#### [Prompt]
Please output the data exactly, minus pictures.
:: Recorded information ::
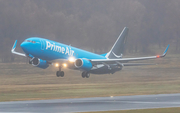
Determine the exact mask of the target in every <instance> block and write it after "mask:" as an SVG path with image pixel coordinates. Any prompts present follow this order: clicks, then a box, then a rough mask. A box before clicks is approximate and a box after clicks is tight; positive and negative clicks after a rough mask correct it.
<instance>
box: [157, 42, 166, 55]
mask: <svg viewBox="0 0 180 113" xmlns="http://www.w3.org/2000/svg"><path fill="white" fill-rule="evenodd" d="M168 49H169V45H168V46H167V48H166V50H165V51H164V53H163V54H162V55H161V56H159V57H165V56H166V54H167V51H168ZM157 57H158V56H157Z"/></svg>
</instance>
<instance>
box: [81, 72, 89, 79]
mask: <svg viewBox="0 0 180 113" xmlns="http://www.w3.org/2000/svg"><path fill="white" fill-rule="evenodd" d="M82 77H83V78H85V77H86V78H89V77H90V74H89V73H88V72H82Z"/></svg>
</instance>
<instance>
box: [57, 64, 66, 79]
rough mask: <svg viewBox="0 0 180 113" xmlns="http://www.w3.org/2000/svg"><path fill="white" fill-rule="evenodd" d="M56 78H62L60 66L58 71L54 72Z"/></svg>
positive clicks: (63, 75)
mask: <svg viewBox="0 0 180 113" xmlns="http://www.w3.org/2000/svg"><path fill="white" fill-rule="evenodd" d="M56 76H57V77H64V71H61V66H59V71H57V72H56Z"/></svg>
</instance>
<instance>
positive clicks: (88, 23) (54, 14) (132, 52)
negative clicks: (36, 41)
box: [0, 0, 180, 62]
mask: <svg viewBox="0 0 180 113" xmlns="http://www.w3.org/2000/svg"><path fill="white" fill-rule="evenodd" d="M179 12H180V1H179V0H171V1H169V0H0V58H1V61H2V62H11V61H14V56H13V55H12V54H11V53H10V50H11V47H12V45H13V43H14V41H15V40H16V39H18V44H20V43H21V42H22V41H23V40H24V39H26V38H29V37H32V36H38V37H43V38H48V39H51V40H55V41H59V42H61V43H66V44H71V45H73V46H75V47H79V48H84V49H87V50H90V51H93V52H98V53H103V52H106V51H107V50H109V49H110V47H111V46H112V45H113V43H114V42H115V40H116V38H117V37H118V35H119V34H120V32H121V30H122V29H123V28H124V27H125V26H126V27H129V29H130V32H129V36H128V43H127V45H126V52H128V53H135V52H136V53H137V52H138V53H147V52H148V53H149V52H151V51H150V49H149V47H151V46H154V45H156V46H157V48H161V47H164V46H166V45H167V44H169V43H170V44H171V45H172V46H171V48H173V52H176V53H180V46H179V45H180V38H179V36H180V32H179V30H180V13H179Z"/></svg>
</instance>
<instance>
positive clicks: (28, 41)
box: [24, 40, 36, 43]
mask: <svg viewBox="0 0 180 113" xmlns="http://www.w3.org/2000/svg"><path fill="white" fill-rule="evenodd" d="M24 42H31V43H36V42H35V41H32V40H25V41H24Z"/></svg>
:::
#### [Reply to the exercise]
Determine the exact mask of the target in every <instance> block and write it after "mask:" as an SVG path with image pixel coordinates. Any prompts present follow this order: clicks, then a box, then a rough mask. A box before clicks is approximate and a box after clicks is tight; positive and negative clicks after a rough mask correct it.
<instance>
box: [157, 42, 166, 55]
mask: <svg viewBox="0 0 180 113" xmlns="http://www.w3.org/2000/svg"><path fill="white" fill-rule="evenodd" d="M168 49H169V45H168V46H167V48H166V50H165V51H164V53H163V54H162V55H161V56H159V57H165V56H166V54H167V51H168ZM157 57H158V56H157Z"/></svg>
</instance>
<instance>
box: [81, 72, 89, 79]
mask: <svg viewBox="0 0 180 113" xmlns="http://www.w3.org/2000/svg"><path fill="white" fill-rule="evenodd" d="M82 77H83V78H85V77H86V78H89V77H90V74H89V73H88V72H82Z"/></svg>
</instance>
<instance>
box: [57, 64, 66, 79]
rough mask: <svg viewBox="0 0 180 113" xmlns="http://www.w3.org/2000/svg"><path fill="white" fill-rule="evenodd" d="M56 78H62L60 66L58 71L54 72Z"/></svg>
positive clicks: (63, 75)
mask: <svg viewBox="0 0 180 113" xmlns="http://www.w3.org/2000/svg"><path fill="white" fill-rule="evenodd" d="M56 76H57V77H64V71H61V66H59V71H57V72H56Z"/></svg>
</instance>
<instance>
positive clicks: (88, 23) (54, 14) (132, 52)
negative clicks: (36, 41)
box: [0, 0, 180, 62]
mask: <svg viewBox="0 0 180 113" xmlns="http://www.w3.org/2000/svg"><path fill="white" fill-rule="evenodd" d="M179 12H180V1H179V0H171V1H169V0H0V58H1V61H2V62H11V61H14V56H13V55H12V54H11V53H10V50H11V47H12V45H13V43H14V41H15V40H16V39H18V44H20V43H21V42H22V41H23V40H24V39H26V38H29V37H32V36H38V37H43V38H48V39H51V40H55V41H59V42H61V43H66V44H71V45H73V46H75V47H79V48H84V49H87V50H90V51H93V52H98V53H103V52H106V51H107V50H109V49H110V47H111V46H112V45H113V43H114V42H115V40H116V38H117V37H118V35H119V34H120V32H121V30H122V29H123V28H124V27H125V26H126V27H129V29H130V32H129V36H128V43H127V45H126V52H128V53H135V52H136V53H137V52H138V53H147V52H148V53H149V52H151V51H150V49H149V47H151V46H154V45H156V46H157V48H161V47H164V46H166V45H167V44H169V43H170V44H171V45H172V46H171V48H173V52H176V53H180V46H179V45H180V38H179V36H180V32H179V30H180V13H179Z"/></svg>
</instance>
<instance>
positive clicks: (28, 41)
box: [24, 40, 36, 43]
mask: <svg viewBox="0 0 180 113" xmlns="http://www.w3.org/2000/svg"><path fill="white" fill-rule="evenodd" d="M24 42H31V43H36V42H35V41H32V40H25V41H24Z"/></svg>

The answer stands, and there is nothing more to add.